• WORK TO BE COMPLETED: Reproduce the stretch of the Pacific swell forecast from "New Zealand Gale" through "at 53S 160E." word for word.

══ PASSAGE PROVIDED

Over the next 72 hours the small new low to fire up just east of New Zealand starting Tuesday AM (8/28) with pressure 980 mbs. A small fetch of 35 kts winds to be aimed north from 43S 180W towards Hawaii. In the evening it to build with pressure 968 mbs and winds 40-45 kts over a decent sized fetch area at 43S 175W aimed well towards Hawaii 20 degrees east of the 196 degree path and right at California up the 217 degree path. Wednesday AM (8/29) with to build to 45-50 kts at 46S 170W aimed about like before. Seas finally building to 30 ft over a tiny area at 43S 170W. In the evening fetch to be fading fast with winds 45 kts at 45S 160W aimed due east and not at Hawaii at all and 45 degrees east of the 208 degree path to California and shadowed by Tahiti. Seas building to 36 ft @ 45S 165W (unshadowed to California). This system to be gone by Thursday AM (8/30) with residual 35 ft seas at 45S 154W. Theoretically some form of 30 ft seas to persist tracking east through Friday, but odds low. If this system develops as forecast some form of decent utility class swell should push into Hawaii and California. Will monitor.

 

New Zealand Gale
At the surface starting Monday AM (8/20) low pressure at 968 mbs started building south of the Tasman Sea pushing east towards the Southwest Pacific. Winds were confirmed at 50 kts over a small area centered at 52S 160E aimed towards California up the 220 degree path but still shadowed from Hawaii by New Zealand. By evening it was at 45 kts at 52S 170E aimed towards CA up the 217 degree path and just in the Hawaiian swell window at 201 degrees. Seas were up to 32 ft at 53S 160E.

On Tuesday AM (8/210) 40 kts winds were modeled pushing north up the southeastern coast of New Zealand at 49S 178W with 33 ft seas modeled at 50S 170E. No Jason-1 satellite passes occurred near this system. In the evening winds faded on the original fetch down below 35 kts while a new fetch started to build to 40 kts at 54S 171E aimed right up the 215 degree path to CA and 30 degrees east of the 198 degree path to Hawaii. Seas fading from 30 ft associated with the original fetch at 48S 178E. The Jason-1 satellite passed near this area and reported seas on the periphery of the fetch running about as modeled.

════
══ DATA BLOCK

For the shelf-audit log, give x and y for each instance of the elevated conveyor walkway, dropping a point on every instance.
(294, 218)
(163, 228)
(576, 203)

════

• FINAL RESULT:
New Zealand Gale
At the surface starting Monday AM (8/20) low pressure at 968 mbs started building south of the Tasman Sea pushing east towards the Southwest Pacific. Winds were confirmed at 50 kts over a small area centered at 52S 160E aimed towards California up the 220 degree path but still shadowed from Hawaii by New Zealand. By evening it was at 45 kts at 52S 170E aimed towards CA up the 217 degree path and just in the Hawaiian swell window at 201 degrees. Seas were up to 32 ft at 53S 160E.